Extracted records:
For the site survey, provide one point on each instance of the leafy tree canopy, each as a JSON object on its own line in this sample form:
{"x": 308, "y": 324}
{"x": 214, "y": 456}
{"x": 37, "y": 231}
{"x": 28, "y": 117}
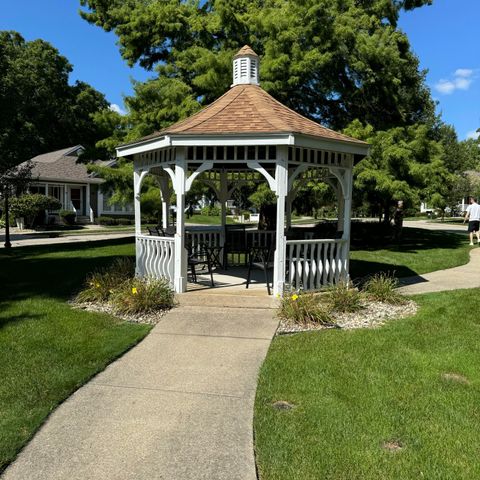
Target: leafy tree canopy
{"x": 405, "y": 163}
{"x": 331, "y": 60}
{"x": 39, "y": 110}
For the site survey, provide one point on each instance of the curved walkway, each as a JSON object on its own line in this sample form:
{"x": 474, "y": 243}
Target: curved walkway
{"x": 177, "y": 406}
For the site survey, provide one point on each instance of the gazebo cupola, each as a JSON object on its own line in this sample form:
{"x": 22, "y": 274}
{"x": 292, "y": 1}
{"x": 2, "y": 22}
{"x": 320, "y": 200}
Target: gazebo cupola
{"x": 246, "y": 66}
{"x": 247, "y": 135}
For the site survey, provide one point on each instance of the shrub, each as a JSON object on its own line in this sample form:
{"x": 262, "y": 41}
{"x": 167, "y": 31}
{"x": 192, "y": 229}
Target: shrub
{"x": 101, "y": 283}
{"x": 30, "y": 205}
{"x": 303, "y": 308}
{"x": 211, "y": 211}
{"x": 381, "y": 288}
{"x": 345, "y": 299}
{"x": 143, "y": 295}
{"x": 103, "y": 220}
{"x": 67, "y": 216}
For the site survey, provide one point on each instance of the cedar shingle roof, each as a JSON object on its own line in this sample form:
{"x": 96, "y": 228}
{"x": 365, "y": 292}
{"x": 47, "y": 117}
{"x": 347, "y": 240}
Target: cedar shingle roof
{"x": 248, "y": 109}
{"x": 62, "y": 165}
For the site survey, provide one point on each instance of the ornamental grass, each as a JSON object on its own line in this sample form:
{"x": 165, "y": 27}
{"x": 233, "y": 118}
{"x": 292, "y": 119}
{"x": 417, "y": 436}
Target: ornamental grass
{"x": 382, "y": 288}
{"x": 101, "y": 283}
{"x": 142, "y": 295}
{"x": 304, "y": 308}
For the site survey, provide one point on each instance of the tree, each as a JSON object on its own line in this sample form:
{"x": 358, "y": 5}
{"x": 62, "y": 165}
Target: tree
{"x": 405, "y": 163}
{"x": 39, "y": 110}
{"x": 333, "y": 61}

▶ [PROBLEM DESCRIPTION]: Take every line from the one containing "the shrub, each" to the end of the listing and output it exactly, with nothing else.

▶ [ANSWER]:
For the site survey, provide one point on each instance of the shrub, each as a JSON object on its own line in this sample form:
{"x": 262, "y": 41}
{"x": 167, "y": 31}
{"x": 192, "y": 229}
Target: shrub
{"x": 101, "y": 283}
{"x": 30, "y": 205}
{"x": 303, "y": 308}
{"x": 211, "y": 211}
{"x": 381, "y": 288}
{"x": 345, "y": 299}
{"x": 143, "y": 295}
{"x": 103, "y": 220}
{"x": 67, "y": 216}
For the site survey, provide one point on each instance of the cedar shingle roof, each as a JSON object on its own line in this sample form:
{"x": 96, "y": 228}
{"x": 365, "y": 292}
{"x": 47, "y": 117}
{"x": 347, "y": 240}
Target: cedar shingle roof
{"x": 248, "y": 109}
{"x": 62, "y": 165}
For the site survey, provide one point on each instance of the ornamental grass, each as a JSON object on its own line in this sample form:
{"x": 165, "y": 27}
{"x": 233, "y": 118}
{"x": 292, "y": 119}
{"x": 417, "y": 436}
Target: ornamental grass
{"x": 382, "y": 288}
{"x": 101, "y": 283}
{"x": 142, "y": 295}
{"x": 304, "y": 308}
For the site survey, provide one point on each instance of the tree, each as a JSON object on its own line in this sample form:
{"x": 358, "y": 5}
{"x": 62, "y": 165}
Target: tree
{"x": 405, "y": 163}
{"x": 39, "y": 110}
{"x": 333, "y": 61}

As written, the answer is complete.